Taking a firm stance against tech companies’ unlicensed use of its authors’ works, the publishing giant Penguin Random House will change the language on all of its books’ copyright pages to expressly prohibit their use in training artificial intelligence systems, according to reporting by The Bookseller.
It’s a notable departure from other large publishers, such as academic printers Taylor & Francis, Wiley, and Oxford University Press, which have all agreed to license their portfolios to AI companies.
Matthew Sag, an AI and copyright expert at Emory University School of Law, said Penguin Random House’s new language appears to be directed at the European Union market but could also impact how AI companies in the U.S. use its material. Under EU law, copyright holders can opt-out of having their work data mined. While that right isn’t enshrined in U.S. law, the largest AI developers generally don’t scrape content behind paywalls or content excluded by sites’ robot.txt files. “You would think there is no reason they should not respect this kind of opt out [that Penguin Random House is including in its books] so long as it is a signal they can process at scale,” Sag said.
Dozens of authors and media companies have filed lawsuits in the U.S. against Google, Meta, Microsoft, OpenAI, and other AI developers accusing them of violating the law by training large language models on copyrighted work. The tech companies argue that their actions fall under the fair use doctrine, which allows for the unlicensed use of copyrighted material in certain circumstances—for example, if the derivative work substantially transforms the original content or if it’s used for criticism, news reporting, or education.

Records>
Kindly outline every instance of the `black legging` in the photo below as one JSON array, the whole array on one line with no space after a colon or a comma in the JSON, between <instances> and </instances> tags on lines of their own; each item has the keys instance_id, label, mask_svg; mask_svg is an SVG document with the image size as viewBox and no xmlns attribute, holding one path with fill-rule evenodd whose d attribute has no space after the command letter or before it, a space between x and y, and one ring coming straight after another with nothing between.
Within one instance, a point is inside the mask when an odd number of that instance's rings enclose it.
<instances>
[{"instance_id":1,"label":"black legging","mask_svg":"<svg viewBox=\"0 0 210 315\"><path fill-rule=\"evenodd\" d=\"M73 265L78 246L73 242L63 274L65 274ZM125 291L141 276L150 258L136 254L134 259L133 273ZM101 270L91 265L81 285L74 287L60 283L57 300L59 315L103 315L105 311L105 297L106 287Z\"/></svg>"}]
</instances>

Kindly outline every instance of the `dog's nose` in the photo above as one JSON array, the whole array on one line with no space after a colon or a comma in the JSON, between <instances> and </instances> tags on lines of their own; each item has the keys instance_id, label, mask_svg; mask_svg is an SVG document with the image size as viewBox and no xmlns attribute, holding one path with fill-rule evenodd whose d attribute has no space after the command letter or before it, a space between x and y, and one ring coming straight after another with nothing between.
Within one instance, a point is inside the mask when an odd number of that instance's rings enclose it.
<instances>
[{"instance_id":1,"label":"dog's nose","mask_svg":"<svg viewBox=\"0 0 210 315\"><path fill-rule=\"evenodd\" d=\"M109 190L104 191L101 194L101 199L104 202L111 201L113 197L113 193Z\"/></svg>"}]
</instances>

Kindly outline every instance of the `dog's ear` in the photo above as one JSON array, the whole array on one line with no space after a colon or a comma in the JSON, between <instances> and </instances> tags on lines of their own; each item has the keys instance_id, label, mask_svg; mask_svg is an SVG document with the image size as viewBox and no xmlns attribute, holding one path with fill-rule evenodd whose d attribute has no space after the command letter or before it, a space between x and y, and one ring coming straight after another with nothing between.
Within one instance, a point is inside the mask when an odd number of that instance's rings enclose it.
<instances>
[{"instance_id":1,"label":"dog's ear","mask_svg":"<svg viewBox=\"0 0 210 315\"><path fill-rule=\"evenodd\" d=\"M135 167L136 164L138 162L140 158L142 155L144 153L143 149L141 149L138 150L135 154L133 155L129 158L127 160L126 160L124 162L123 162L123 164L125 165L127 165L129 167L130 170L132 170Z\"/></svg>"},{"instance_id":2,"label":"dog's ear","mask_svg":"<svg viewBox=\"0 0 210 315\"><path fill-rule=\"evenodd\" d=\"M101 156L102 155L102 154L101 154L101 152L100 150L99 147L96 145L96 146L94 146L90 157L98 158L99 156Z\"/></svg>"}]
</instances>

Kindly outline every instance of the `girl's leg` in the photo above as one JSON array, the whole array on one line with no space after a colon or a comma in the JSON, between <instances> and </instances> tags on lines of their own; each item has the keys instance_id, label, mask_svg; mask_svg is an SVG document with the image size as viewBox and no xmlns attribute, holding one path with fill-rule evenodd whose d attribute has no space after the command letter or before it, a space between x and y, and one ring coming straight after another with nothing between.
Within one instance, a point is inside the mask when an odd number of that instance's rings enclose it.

Task requirements>
Using the article on Penguin Random House above, answer:
(a) Which academic publishers does it name as having agreed to license their portfolios to AI companies?
(b) According to Matthew Sag, which market does the new copyright-page language appear to be directed at?
(c) Under what doctrine do the tech companies argue their actions fall?

Exercise solution>
(a) Taylor & Francis, Wiley, and Oxford University Press.
(b) The European Union market.
(c) The fair use doctrine.